Rewrite the material below, replacing "rough mask" with "coarse mask" wherever it appears and leaving everything else as it is.

(Dataset entries)

►

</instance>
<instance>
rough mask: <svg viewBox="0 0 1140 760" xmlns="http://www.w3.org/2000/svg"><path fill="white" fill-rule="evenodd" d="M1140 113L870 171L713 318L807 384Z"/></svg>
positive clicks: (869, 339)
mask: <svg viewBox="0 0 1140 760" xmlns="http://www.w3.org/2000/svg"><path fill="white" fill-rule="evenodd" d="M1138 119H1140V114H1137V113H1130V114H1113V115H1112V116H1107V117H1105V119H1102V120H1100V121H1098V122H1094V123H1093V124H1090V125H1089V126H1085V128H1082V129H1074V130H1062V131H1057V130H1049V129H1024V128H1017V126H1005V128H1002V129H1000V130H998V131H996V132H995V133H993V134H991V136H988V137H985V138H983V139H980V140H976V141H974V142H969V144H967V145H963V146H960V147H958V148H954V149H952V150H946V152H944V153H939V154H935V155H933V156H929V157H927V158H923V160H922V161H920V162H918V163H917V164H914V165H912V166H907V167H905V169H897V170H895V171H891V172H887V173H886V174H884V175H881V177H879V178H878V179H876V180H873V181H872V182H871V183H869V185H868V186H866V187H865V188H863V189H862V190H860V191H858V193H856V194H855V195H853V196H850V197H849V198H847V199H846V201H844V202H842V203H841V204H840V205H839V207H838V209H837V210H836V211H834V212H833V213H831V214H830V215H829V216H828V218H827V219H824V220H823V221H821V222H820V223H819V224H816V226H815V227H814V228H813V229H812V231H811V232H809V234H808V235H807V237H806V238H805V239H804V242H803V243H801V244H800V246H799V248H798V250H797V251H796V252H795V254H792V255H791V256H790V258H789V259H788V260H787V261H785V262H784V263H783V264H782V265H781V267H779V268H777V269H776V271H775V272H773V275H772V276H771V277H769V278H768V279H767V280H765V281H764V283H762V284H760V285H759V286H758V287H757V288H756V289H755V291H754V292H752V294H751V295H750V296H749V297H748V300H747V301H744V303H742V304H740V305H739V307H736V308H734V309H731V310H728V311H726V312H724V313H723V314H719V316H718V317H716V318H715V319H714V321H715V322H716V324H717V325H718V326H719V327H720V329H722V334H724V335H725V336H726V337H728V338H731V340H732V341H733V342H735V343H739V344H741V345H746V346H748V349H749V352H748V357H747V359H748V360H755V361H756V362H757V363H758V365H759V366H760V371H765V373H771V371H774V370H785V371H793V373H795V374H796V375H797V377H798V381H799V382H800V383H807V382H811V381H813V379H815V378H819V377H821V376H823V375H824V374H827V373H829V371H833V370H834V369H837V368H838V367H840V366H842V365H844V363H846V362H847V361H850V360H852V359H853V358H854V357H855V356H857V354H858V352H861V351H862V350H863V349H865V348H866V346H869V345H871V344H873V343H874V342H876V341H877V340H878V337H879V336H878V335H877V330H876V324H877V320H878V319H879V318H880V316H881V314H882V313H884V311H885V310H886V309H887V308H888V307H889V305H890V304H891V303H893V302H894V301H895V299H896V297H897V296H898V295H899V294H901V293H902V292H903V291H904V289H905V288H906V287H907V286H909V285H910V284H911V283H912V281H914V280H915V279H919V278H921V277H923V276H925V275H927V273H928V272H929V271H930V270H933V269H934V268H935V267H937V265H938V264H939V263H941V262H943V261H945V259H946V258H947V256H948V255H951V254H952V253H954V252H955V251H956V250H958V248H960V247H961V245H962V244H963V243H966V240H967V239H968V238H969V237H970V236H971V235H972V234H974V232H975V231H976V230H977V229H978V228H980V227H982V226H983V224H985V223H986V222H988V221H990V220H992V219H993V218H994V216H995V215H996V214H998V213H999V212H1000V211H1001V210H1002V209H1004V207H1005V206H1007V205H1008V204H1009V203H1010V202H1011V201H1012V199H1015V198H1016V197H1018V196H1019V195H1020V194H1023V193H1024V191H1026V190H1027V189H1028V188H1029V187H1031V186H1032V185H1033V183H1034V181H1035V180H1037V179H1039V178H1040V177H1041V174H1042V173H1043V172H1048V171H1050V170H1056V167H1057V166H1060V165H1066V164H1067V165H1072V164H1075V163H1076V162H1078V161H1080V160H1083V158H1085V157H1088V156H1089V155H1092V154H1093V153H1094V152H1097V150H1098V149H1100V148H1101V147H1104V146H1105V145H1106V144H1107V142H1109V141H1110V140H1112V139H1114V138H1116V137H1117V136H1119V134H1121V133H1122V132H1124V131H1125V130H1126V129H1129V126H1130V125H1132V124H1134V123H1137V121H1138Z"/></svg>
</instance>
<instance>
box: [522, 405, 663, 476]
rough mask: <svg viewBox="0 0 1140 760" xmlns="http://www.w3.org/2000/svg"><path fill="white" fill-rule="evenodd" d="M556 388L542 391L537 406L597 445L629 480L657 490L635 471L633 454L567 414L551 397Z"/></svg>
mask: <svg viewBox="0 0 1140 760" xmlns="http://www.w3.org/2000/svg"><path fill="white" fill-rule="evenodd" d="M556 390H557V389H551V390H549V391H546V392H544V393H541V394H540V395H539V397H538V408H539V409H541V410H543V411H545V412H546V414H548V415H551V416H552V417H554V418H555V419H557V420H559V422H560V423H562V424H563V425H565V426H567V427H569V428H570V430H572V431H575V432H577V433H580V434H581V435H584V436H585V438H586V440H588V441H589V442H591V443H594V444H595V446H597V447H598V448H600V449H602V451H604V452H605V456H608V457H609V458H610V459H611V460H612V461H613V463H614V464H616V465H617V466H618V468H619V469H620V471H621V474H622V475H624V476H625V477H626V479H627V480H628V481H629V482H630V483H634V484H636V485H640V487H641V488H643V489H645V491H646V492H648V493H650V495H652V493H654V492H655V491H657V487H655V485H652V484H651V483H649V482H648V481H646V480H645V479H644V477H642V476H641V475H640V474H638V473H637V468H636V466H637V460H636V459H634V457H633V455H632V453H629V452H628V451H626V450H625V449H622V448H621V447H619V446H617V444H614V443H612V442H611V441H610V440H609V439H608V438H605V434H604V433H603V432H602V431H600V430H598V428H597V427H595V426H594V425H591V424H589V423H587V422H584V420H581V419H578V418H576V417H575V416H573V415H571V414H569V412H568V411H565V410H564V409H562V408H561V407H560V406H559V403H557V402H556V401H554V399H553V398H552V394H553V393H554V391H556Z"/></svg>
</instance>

◄

Result for this exercise
</instance>
<instance>
coarse mask: <svg viewBox="0 0 1140 760" xmlns="http://www.w3.org/2000/svg"><path fill="white" fill-rule="evenodd" d="M1140 113L870 171L713 318L807 384Z"/></svg>
positive clicks: (869, 339)
mask: <svg viewBox="0 0 1140 760" xmlns="http://www.w3.org/2000/svg"><path fill="white" fill-rule="evenodd" d="M1138 119H1140V114H1137V113H1130V114H1113V115H1112V116H1107V117H1105V119H1102V120H1100V121H1098V122H1094V123H1093V124H1090V125H1089V126H1085V128H1082V129H1074V130H1062V131H1057V130H1049V129H1024V128H1017V126H1005V128H1002V129H1000V130H998V131H996V132H995V133H993V134H991V136H988V137H985V138H983V139H980V140H976V141H974V142H969V144H967V145H963V146H960V147H958V148H954V149H952V150H946V152H944V153H939V154H935V155H933V156H929V157H927V158H923V160H922V161H920V162H918V163H917V164H914V165H912V166H907V167H905V169H897V170H895V171H891V172H887V173H886V174H884V175H881V177H879V178H878V179H876V180H873V181H872V182H871V183H869V185H868V186H866V187H865V188H863V189H862V190H860V191H858V193H856V194H855V195H853V196H850V197H849V198H847V199H846V201H844V202H842V203H841V204H840V205H839V207H838V209H837V210H836V211H834V212H833V213H831V214H830V215H829V216H828V218H827V219H824V220H823V221H821V222H820V223H819V224H816V226H815V227H814V228H813V229H812V231H811V232H809V234H808V235H807V237H806V238H805V239H804V242H803V243H801V244H800V246H799V248H798V250H797V251H796V252H795V254H792V255H791V256H790V258H789V259H788V260H787V261H785V262H784V263H783V264H782V265H781V267H779V268H777V269H776V271H775V272H773V275H772V276H771V277H769V278H768V279H767V280H765V281H764V283H762V284H760V285H759V286H758V287H757V288H756V289H755V291H754V292H752V294H751V295H750V296H749V297H748V300H747V301H744V303H742V304H740V305H739V307H736V308H734V309H731V310H728V311H726V312H724V313H723V314H719V316H718V317H716V318H715V319H714V321H715V322H716V324H717V325H718V326H719V327H720V329H722V334H724V335H725V336H726V337H728V338H731V340H732V341H733V342H735V343H739V344H741V345H746V346H748V349H749V352H748V357H747V359H748V360H755V361H756V362H757V363H758V365H759V366H760V371H765V373H771V371H774V370H785V371H793V373H795V374H796V375H797V377H798V381H799V382H800V383H807V382H811V381H813V379H815V378H819V377H821V376H823V375H824V374H827V373H829V371H833V370H834V369H837V368H838V367H840V366H842V365H844V363H846V362H847V361H850V360H852V359H853V358H854V357H855V356H857V354H858V352H861V351H862V350H863V349H865V348H866V346H869V345H871V344H873V343H874V342H876V341H877V340H878V337H879V336H878V335H877V330H876V324H877V320H878V319H879V318H880V316H881V314H882V313H884V311H885V310H886V309H887V308H888V307H889V305H890V304H891V303H893V302H894V301H895V299H896V297H897V296H898V295H899V294H901V293H902V292H903V291H904V289H905V288H906V287H907V286H909V285H910V284H911V283H912V281H914V280H915V279H919V278H921V277H923V276H925V275H927V273H928V272H929V271H930V270H933V269H934V268H935V267H937V265H938V264H939V263H941V262H943V261H945V259H946V258H947V256H948V255H951V254H952V253H954V252H955V251H956V250H958V248H960V247H961V245H962V244H963V243H966V240H967V239H968V238H969V237H970V236H971V235H972V234H974V232H975V231H976V230H977V229H978V228H980V227H982V226H983V224H985V223H986V222H988V221H990V220H992V219H993V218H994V216H995V215H996V214H998V213H999V212H1000V211H1001V210H1002V209H1004V207H1005V206H1007V205H1008V204H1009V203H1010V202H1011V201H1012V199H1015V198H1016V197H1018V196H1019V195H1020V194H1023V193H1024V191H1026V190H1027V189H1028V188H1029V187H1031V186H1032V185H1033V183H1034V181H1035V180H1037V179H1039V178H1040V177H1041V174H1042V173H1043V172H1048V171H1050V170H1056V167H1057V166H1060V165H1066V164H1067V165H1072V164H1075V163H1076V162H1078V161H1080V160H1083V158H1085V157H1088V156H1089V155H1092V154H1093V153H1094V152H1097V150H1098V149H1100V148H1101V147H1104V146H1105V145H1106V144H1107V142H1109V141H1110V140H1112V139H1114V138H1116V137H1117V136H1119V134H1121V133H1122V132H1124V131H1125V130H1126V129H1129V126H1130V125H1132V124H1134V123H1137V121H1138Z"/></svg>
</instance>
<instance>
box: [522, 405, 663, 476]
coarse mask: <svg viewBox="0 0 1140 760" xmlns="http://www.w3.org/2000/svg"><path fill="white" fill-rule="evenodd" d="M556 388L542 391L537 406L597 445L629 480L657 490L635 471L633 454L567 414L551 397Z"/></svg>
mask: <svg viewBox="0 0 1140 760" xmlns="http://www.w3.org/2000/svg"><path fill="white" fill-rule="evenodd" d="M556 390H557V389H551V390H549V391H546V392H544V393H541V394H540V395H539V397H538V408H539V409H541V410H543V411H545V412H546V414H548V415H551V416H552V417H554V418H555V419H557V420H559V422H560V423H562V424H563V425H565V426H567V427H569V428H570V430H572V431H575V432H577V433H580V434H581V435H584V436H585V438H586V440H588V441H589V442H591V443H594V444H595V446H597V447H598V448H600V449H602V451H604V452H605V456H608V457H609V458H610V459H611V460H612V461H613V463H614V464H616V465H617V466H618V468H619V469H620V471H621V474H622V475H624V476H625V477H626V479H627V480H628V481H629V482H630V483H634V484H636V485H640V487H641V488H643V489H645V491H646V492H648V493H650V495H652V493H654V492H655V491H657V487H655V485H652V484H651V483H649V482H648V481H646V480H645V479H644V477H642V476H641V475H640V474H638V473H637V468H636V466H637V460H636V459H634V457H633V455H632V453H629V452H628V451H626V450H625V449H622V448H621V447H619V446H617V444H614V443H612V442H611V441H610V440H609V439H608V438H605V434H604V433H603V432H602V431H600V430H598V428H597V427H595V426H594V425H591V424H589V423H587V422H584V420H581V419H578V418H576V417H575V416H573V415H571V414H569V412H568V411H565V410H564V409H562V408H561V407H560V406H559V403H557V402H556V401H554V399H553V398H552V394H553V393H554V391H556Z"/></svg>
</instance>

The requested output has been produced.